Stored records
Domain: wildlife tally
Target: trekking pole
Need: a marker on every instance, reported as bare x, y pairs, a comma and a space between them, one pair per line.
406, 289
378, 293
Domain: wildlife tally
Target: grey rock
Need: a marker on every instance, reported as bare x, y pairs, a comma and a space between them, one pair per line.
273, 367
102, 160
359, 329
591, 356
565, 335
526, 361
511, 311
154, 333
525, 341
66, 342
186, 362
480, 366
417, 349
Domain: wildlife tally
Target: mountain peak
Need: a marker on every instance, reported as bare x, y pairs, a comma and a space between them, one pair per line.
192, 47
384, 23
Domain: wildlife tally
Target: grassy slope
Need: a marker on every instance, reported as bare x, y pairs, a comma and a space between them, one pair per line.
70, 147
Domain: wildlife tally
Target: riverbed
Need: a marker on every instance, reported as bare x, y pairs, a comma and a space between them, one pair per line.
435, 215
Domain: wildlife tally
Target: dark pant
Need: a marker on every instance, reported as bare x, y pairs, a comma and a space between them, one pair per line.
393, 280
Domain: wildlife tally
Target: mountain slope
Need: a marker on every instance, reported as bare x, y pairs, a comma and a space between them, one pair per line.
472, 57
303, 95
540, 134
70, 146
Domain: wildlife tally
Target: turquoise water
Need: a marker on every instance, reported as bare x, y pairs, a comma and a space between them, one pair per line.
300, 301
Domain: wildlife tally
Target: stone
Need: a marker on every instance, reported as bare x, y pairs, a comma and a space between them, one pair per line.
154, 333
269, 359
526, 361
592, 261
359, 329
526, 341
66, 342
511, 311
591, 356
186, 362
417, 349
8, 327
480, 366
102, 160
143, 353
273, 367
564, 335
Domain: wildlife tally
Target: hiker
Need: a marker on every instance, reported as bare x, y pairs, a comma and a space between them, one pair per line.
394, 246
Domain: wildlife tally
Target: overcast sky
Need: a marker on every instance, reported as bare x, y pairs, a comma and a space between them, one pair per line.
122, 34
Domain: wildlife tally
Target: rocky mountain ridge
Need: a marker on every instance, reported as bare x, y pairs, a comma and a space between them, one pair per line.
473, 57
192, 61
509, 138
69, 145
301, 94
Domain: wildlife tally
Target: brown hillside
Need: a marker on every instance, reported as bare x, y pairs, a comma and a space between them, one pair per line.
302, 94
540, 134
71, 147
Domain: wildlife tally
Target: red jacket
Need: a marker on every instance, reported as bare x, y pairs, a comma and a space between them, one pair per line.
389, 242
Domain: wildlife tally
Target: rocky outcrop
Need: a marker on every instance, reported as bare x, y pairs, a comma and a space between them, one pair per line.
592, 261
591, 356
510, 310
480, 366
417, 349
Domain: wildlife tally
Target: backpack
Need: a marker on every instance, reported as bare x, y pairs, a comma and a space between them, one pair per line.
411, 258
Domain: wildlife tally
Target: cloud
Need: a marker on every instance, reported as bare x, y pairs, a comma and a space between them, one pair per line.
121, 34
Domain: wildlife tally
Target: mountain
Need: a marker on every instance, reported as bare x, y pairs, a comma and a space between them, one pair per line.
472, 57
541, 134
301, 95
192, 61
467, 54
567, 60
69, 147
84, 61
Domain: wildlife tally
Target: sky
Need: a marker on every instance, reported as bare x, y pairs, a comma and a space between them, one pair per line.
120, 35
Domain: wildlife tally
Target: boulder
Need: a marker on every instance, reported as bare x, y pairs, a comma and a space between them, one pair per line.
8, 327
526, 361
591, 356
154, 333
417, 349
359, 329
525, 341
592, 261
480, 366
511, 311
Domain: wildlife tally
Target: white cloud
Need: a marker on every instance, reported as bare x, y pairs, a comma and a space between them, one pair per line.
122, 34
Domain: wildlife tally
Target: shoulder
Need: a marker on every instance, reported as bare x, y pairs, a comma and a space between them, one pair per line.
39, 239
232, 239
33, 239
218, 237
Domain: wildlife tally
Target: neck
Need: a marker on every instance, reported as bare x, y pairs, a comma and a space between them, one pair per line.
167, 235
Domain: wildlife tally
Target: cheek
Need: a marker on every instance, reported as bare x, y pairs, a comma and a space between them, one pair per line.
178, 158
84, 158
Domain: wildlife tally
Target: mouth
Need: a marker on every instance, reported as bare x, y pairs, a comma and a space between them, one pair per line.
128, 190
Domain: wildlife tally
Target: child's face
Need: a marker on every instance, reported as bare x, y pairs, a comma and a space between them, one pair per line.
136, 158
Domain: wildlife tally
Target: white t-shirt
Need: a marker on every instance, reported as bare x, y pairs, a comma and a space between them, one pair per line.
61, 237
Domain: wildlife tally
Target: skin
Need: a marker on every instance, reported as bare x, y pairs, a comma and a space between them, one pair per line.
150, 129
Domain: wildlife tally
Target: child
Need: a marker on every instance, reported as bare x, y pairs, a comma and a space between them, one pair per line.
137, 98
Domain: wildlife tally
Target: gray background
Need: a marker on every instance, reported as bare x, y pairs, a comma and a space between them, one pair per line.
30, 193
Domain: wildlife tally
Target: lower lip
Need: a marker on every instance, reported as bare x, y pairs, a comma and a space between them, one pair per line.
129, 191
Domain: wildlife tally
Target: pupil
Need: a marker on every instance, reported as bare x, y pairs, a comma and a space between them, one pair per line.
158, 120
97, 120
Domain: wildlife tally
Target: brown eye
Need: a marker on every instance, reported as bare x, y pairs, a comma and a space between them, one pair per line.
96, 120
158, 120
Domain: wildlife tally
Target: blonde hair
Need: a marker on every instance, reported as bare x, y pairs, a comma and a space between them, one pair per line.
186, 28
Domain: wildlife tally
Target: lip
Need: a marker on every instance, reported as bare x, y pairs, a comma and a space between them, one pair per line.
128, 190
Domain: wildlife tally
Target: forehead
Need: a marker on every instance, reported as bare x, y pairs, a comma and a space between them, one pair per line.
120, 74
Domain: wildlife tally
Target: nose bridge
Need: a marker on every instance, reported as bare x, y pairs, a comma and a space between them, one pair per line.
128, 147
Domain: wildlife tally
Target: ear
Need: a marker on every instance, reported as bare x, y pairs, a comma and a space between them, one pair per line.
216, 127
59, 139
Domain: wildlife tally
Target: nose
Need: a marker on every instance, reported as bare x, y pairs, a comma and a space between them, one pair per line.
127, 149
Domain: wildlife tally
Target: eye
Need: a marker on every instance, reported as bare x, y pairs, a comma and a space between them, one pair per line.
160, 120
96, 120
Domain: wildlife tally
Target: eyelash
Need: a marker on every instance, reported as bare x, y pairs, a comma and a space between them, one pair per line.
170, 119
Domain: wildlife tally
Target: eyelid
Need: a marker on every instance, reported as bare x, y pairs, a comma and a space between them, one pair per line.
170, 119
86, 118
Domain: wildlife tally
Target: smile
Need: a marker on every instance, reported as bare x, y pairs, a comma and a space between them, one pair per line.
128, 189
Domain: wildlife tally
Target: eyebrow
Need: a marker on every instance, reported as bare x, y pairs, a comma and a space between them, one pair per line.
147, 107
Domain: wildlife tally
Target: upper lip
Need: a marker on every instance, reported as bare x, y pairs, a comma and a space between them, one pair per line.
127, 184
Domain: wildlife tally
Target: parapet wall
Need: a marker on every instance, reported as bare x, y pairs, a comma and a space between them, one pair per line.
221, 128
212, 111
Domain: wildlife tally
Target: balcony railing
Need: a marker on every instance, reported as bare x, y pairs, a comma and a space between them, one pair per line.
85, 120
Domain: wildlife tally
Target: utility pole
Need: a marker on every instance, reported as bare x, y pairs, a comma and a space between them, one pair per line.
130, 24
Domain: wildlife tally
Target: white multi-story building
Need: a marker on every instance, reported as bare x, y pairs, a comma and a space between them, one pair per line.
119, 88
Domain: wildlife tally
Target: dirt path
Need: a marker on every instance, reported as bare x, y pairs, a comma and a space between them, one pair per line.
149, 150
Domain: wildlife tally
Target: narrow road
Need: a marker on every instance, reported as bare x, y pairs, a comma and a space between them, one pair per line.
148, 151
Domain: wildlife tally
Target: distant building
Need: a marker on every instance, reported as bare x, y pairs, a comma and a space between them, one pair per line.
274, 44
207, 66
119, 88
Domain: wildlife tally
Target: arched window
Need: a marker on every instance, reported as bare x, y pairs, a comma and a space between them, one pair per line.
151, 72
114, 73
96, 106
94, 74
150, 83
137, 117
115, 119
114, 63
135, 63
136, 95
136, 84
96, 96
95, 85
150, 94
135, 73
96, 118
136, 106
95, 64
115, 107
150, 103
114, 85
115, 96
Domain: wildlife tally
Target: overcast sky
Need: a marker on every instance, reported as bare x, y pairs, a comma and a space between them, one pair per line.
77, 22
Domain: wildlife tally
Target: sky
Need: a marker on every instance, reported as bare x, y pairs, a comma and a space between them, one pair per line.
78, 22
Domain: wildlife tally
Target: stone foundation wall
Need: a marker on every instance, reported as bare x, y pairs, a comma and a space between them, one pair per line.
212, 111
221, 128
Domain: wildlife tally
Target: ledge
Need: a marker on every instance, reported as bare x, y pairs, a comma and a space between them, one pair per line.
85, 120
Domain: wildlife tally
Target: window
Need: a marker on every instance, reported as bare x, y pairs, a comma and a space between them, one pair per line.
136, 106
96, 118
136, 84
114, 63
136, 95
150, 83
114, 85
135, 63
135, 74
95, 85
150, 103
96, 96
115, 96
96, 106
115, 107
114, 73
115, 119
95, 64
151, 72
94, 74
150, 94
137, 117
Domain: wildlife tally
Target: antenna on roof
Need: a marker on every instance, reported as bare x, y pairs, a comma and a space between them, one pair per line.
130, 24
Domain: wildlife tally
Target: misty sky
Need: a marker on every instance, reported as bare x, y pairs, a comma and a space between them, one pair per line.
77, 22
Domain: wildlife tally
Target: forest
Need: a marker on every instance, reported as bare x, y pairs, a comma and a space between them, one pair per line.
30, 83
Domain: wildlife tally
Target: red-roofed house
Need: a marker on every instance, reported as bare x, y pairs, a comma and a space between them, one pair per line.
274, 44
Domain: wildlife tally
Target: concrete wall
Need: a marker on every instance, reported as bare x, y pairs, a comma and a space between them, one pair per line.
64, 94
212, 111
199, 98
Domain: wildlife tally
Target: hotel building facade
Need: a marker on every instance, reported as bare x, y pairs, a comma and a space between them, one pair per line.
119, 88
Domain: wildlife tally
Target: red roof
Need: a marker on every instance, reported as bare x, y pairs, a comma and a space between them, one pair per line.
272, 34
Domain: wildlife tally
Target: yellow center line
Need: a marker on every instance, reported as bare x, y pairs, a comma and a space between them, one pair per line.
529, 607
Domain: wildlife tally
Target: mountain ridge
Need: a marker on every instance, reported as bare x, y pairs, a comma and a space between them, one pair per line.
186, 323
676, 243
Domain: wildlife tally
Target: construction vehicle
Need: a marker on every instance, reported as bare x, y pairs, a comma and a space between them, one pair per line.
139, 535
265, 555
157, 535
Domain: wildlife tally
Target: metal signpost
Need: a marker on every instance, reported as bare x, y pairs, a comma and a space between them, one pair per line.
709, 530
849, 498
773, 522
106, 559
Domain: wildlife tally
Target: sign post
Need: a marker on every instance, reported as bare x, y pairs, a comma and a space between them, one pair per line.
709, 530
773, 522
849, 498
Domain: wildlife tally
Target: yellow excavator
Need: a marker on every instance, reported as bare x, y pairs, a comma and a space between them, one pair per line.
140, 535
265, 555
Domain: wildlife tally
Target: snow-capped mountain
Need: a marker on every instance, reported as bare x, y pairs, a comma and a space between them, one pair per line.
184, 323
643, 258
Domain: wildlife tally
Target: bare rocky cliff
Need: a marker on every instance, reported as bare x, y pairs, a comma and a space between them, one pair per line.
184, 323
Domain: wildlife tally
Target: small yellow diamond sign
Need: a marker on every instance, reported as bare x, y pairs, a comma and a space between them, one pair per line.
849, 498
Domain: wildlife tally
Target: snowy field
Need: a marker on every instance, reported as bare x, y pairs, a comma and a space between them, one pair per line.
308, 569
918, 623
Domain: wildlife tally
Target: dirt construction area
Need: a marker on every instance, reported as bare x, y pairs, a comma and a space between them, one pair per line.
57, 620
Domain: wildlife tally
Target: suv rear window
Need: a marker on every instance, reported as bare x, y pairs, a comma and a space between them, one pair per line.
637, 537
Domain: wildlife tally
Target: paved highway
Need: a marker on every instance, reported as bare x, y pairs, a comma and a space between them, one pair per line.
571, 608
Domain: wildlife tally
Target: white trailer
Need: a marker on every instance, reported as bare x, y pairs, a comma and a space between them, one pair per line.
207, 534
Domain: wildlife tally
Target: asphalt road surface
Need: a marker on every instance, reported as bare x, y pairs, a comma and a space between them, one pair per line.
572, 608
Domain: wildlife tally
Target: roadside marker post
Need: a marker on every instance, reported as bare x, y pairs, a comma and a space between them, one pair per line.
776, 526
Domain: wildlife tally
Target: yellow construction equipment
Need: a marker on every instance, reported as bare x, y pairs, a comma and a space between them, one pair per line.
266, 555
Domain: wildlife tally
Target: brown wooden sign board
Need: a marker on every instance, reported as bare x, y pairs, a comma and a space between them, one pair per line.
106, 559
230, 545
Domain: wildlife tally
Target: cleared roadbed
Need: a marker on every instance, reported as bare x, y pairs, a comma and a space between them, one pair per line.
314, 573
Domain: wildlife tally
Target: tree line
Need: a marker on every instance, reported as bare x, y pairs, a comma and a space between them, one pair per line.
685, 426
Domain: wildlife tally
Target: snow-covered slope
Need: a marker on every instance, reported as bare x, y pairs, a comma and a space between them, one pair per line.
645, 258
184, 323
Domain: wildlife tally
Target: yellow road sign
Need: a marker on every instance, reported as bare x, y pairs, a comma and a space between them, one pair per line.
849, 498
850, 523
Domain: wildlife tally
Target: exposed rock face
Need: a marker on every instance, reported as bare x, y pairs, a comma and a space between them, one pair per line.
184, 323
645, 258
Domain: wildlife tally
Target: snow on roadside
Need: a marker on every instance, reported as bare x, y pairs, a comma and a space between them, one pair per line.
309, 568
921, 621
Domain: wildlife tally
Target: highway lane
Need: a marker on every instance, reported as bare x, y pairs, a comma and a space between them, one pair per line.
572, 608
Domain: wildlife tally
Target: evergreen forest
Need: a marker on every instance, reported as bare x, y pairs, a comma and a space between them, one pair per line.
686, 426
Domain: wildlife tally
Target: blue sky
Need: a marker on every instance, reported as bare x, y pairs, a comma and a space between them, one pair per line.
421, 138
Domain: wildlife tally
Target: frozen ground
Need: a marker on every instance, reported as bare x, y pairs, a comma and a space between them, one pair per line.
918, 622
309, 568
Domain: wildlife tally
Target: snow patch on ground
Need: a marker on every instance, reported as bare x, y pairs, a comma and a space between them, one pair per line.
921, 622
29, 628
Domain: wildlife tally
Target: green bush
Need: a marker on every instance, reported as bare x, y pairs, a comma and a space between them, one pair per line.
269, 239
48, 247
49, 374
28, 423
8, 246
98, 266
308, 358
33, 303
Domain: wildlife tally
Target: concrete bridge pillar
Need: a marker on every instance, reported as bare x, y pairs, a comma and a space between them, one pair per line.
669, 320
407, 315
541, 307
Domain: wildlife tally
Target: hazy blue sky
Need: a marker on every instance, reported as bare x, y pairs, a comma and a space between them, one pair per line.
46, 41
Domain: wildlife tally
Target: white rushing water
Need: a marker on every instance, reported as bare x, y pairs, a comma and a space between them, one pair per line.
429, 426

- [What is asked]: Extract every line of the listing above that contains the word "yellow", treating uppercase and lowercase letters as distinct.

- [Correct answer]:
Target: yellow center line
Target: yellow excavator
Target: small yellow diamond sign
Target: yellow construction equipment
Target: yellow road sign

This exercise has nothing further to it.